**Saved data entries:**
━━━━━━━━━━━━━━━━

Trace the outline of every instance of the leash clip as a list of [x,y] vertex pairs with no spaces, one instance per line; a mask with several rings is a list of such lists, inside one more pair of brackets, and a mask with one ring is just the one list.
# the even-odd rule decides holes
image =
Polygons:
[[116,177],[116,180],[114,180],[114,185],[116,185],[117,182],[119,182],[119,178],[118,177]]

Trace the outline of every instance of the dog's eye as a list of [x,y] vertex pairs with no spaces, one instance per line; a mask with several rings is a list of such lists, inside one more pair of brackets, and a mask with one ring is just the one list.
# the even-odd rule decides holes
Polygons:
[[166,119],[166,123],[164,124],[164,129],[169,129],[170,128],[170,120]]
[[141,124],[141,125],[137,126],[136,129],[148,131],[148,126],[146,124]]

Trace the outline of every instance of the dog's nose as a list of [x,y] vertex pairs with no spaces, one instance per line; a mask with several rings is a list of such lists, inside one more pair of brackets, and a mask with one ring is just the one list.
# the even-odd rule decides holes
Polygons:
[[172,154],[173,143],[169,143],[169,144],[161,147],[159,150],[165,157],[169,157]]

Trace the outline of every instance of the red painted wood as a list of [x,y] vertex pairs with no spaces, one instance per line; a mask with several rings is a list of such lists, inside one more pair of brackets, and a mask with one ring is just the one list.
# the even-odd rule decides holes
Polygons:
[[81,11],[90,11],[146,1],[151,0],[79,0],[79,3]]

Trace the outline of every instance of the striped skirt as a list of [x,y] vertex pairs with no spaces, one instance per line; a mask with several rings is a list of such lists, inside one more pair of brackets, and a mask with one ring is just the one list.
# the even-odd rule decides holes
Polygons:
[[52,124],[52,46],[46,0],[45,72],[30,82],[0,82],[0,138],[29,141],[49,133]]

━━━━━━━━━━━━━━━━

**WHAT IS NEEDED:** Type the data out again, exactly.

**PROBLEM SOLUTION:**
Trace the outline of every instance of the leash clip as a list of [x,y] vertex pairs with no spaces, one instance per line; a mask with several rings is a list of such lists, inside one more pair of brackets, and a mask with one ring is just the one list.
# the even-odd rule decides holes
image =
Polygons:
[[116,177],[116,180],[114,180],[114,185],[116,185],[117,182],[119,182],[119,178],[118,177]]

Trace the outline of every instance of the dog's eye as a list of [x,y] vertex pairs with no spaces, one instance per line; a mask with several rings is a list of such lists, inside one more pair of brackets, and a mask with one ring is just the one list.
# the even-odd rule decides holes
Polygons:
[[166,119],[166,123],[164,124],[164,129],[169,129],[170,128],[170,120]]
[[141,124],[141,125],[137,126],[136,129],[148,131],[148,126],[146,124]]

Trace the outline of every instance of the dog's nose as a list of [x,y] vertex pairs with no spaces, one instance per line; a mask with several rings is a list of such lists, inside one more pair of brackets, and a mask with one ring is just the one list.
# the even-odd rule decides holes
Polygons:
[[172,154],[173,143],[169,143],[169,144],[161,147],[159,150],[165,157],[169,157]]

Trace the outline of every instance of the red painted wood as a list of [x,y] vertex pairs with no spaces, one instance per line; a mask with several rings is a list of such lists, inside one more pair of brackets, and a mask with one ring is just the one list.
# the even-odd rule decides holes
Polygons:
[[81,11],[90,11],[146,1],[151,0],[79,0],[79,3]]

Trace the outline of every instance of the striped skirt as a list of [x,y] vertex pairs with no spaces, one instance per line; a mask with several rings is a list of such lists, inside one more pair of brackets, and a mask with one ring is just the one list.
# the even-odd rule decides holes
Polygons:
[[52,124],[52,46],[46,0],[45,72],[30,82],[0,82],[0,138],[29,141],[49,133]]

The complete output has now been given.